--- WHAT TO WORK ON ---
Revise the material from its beginning up to and including the line containing "[0,85,47,228]", substituting "conifer" for "pine tree" and changing nothing else. Omit the pictures from your answer.

--- DATA EXTRACT ---
>>>>>

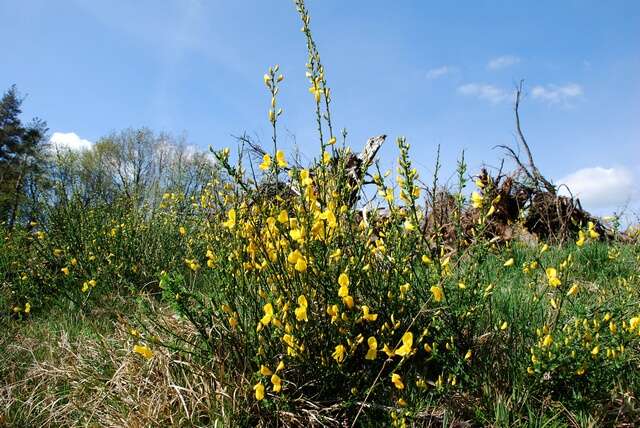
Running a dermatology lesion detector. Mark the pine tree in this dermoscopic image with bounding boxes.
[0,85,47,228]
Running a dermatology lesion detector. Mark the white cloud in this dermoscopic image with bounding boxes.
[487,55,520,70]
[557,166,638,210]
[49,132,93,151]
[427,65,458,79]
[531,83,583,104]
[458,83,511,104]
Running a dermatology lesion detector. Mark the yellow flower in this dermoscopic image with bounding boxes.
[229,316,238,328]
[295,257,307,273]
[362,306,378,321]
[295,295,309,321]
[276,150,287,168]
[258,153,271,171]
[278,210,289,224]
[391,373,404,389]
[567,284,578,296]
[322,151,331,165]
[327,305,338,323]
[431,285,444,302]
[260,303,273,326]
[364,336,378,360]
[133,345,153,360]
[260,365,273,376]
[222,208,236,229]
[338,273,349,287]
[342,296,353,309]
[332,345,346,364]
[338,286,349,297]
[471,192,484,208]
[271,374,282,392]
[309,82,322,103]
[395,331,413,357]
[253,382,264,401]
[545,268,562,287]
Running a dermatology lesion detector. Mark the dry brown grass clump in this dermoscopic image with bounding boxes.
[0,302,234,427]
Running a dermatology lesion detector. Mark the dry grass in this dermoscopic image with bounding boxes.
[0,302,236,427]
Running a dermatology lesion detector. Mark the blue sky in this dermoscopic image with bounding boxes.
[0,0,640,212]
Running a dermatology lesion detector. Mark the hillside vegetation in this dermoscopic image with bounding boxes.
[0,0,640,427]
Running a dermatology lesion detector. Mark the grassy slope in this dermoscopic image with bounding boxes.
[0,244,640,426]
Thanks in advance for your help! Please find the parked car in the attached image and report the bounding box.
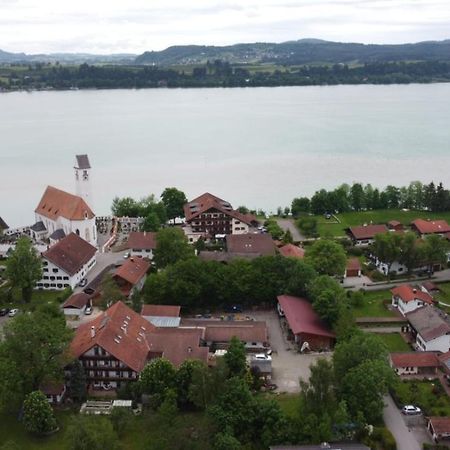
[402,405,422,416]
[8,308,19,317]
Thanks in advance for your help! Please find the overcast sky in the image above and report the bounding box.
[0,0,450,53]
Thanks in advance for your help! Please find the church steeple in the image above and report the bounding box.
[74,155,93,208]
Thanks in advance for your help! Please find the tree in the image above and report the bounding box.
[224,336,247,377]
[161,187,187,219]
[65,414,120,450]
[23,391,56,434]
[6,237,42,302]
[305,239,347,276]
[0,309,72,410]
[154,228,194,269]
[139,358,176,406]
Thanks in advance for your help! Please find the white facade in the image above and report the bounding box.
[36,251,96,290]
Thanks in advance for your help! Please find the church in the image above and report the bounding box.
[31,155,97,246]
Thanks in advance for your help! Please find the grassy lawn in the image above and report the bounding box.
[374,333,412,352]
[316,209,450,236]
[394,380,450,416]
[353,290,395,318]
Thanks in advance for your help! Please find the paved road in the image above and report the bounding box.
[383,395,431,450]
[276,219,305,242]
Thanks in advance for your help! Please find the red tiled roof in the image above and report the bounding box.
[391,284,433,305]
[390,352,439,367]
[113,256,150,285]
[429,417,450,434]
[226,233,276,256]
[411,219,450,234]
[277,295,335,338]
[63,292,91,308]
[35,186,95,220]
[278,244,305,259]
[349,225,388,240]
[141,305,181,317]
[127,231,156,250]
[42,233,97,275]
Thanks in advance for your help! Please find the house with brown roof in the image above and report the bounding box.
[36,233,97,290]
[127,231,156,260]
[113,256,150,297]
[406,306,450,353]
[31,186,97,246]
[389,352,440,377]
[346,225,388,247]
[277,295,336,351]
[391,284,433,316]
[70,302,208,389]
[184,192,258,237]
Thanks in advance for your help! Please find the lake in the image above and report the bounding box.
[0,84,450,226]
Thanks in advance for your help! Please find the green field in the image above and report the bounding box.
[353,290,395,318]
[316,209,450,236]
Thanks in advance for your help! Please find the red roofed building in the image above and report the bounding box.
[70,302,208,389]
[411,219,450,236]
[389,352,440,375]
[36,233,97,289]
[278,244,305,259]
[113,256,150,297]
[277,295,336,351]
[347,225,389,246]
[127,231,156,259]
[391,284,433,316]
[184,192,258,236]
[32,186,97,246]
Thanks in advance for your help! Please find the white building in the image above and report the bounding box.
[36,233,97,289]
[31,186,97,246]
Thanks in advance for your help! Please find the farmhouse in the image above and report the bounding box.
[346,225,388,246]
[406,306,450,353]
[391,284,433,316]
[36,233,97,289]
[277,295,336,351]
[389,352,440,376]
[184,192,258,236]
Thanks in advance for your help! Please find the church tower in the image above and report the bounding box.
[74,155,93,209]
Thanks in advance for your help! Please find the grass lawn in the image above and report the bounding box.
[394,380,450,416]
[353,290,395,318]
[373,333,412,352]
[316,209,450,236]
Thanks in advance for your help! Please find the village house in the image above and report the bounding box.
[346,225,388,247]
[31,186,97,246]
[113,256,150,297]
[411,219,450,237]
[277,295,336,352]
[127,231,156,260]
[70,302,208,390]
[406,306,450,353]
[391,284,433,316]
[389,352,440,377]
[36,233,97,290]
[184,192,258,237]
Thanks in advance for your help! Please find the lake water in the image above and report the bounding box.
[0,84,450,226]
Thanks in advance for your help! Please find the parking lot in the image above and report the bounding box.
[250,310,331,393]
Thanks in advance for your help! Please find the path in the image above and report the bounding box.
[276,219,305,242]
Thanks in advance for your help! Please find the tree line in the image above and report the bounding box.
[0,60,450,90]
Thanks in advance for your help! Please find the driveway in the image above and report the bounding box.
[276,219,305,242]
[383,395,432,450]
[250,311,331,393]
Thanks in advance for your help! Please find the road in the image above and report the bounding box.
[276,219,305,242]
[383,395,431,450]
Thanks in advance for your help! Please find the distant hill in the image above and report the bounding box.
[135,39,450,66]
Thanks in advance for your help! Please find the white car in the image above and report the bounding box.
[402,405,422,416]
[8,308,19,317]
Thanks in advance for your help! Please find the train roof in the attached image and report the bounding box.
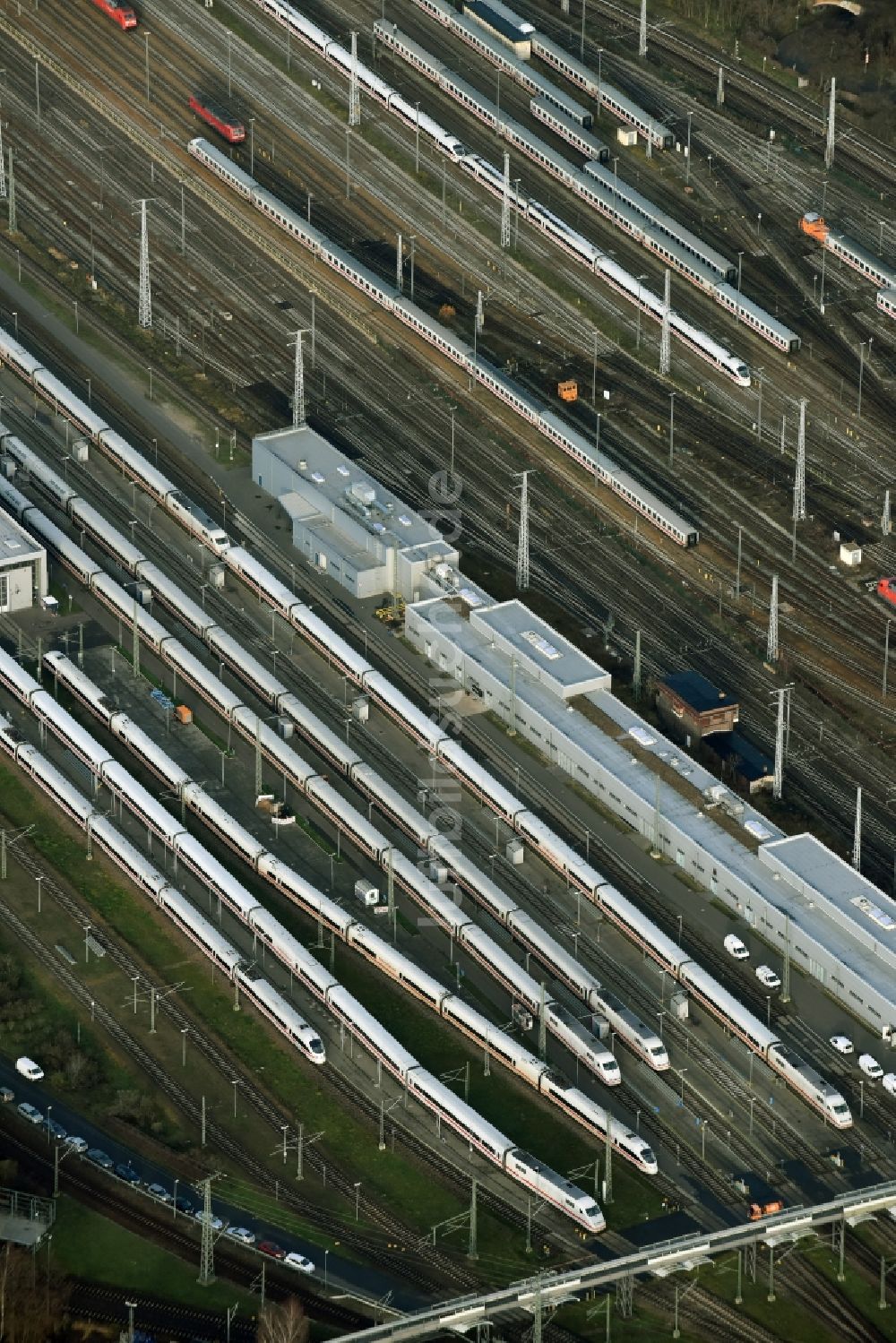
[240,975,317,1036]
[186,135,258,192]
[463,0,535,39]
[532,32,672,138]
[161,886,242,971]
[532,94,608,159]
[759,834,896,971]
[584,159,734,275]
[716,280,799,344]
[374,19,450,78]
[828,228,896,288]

<<<<<

--- EXERCISE OUTPUT ---
Running a dermatology lesion detector. Mark the conifer in this dermoscopic image with bounding boxes.
[0,85,47,228]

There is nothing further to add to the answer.